Rewrite every line of the records below, replacing "pixel coordinates" with "image coordinates" and leaving everything else unchanged. Leave the pictures out of your version.

Entries from a collection
• • •

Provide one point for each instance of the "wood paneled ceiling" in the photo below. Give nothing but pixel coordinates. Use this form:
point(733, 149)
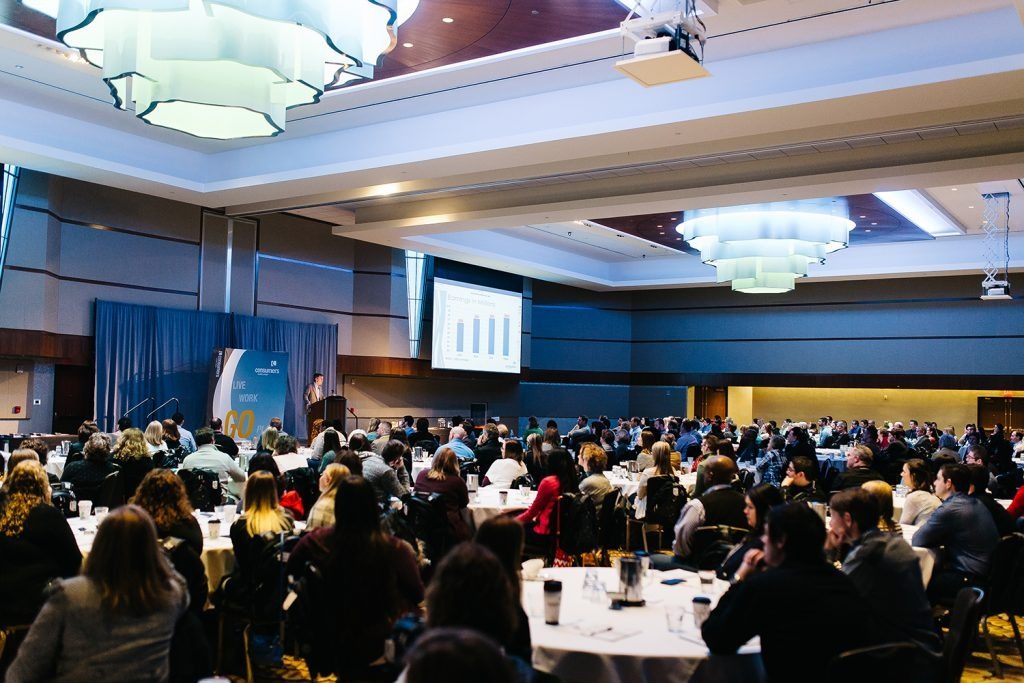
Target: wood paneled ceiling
point(479, 29)
point(877, 223)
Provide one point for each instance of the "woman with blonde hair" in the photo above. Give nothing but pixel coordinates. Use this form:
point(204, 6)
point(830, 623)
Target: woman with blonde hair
point(36, 544)
point(442, 477)
point(322, 514)
point(132, 454)
point(117, 620)
point(262, 514)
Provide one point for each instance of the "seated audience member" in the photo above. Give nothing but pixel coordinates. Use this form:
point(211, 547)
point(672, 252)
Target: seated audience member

• • •

[CORRECT ANSWER]
Provide one point for each instance of the "wood paneled ceiling" in the photo below. Give nothing but image coordinates. Use this form:
point(733, 149)
Target: wood paneled ceiling
point(479, 29)
point(877, 223)
Provide one point for each instance of the "woman with blonde hair" in the photo above. Give nothing but image coordinates. Use this form:
point(204, 6)
point(830, 623)
Target: woman with blonde hair
point(36, 544)
point(442, 477)
point(322, 514)
point(132, 454)
point(117, 620)
point(262, 514)
Provide one point for each instance of the "seated audience member" in the photo above. Give nothing but image coordinates. Use this form:
point(211, 547)
point(672, 252)
Target: seated audience member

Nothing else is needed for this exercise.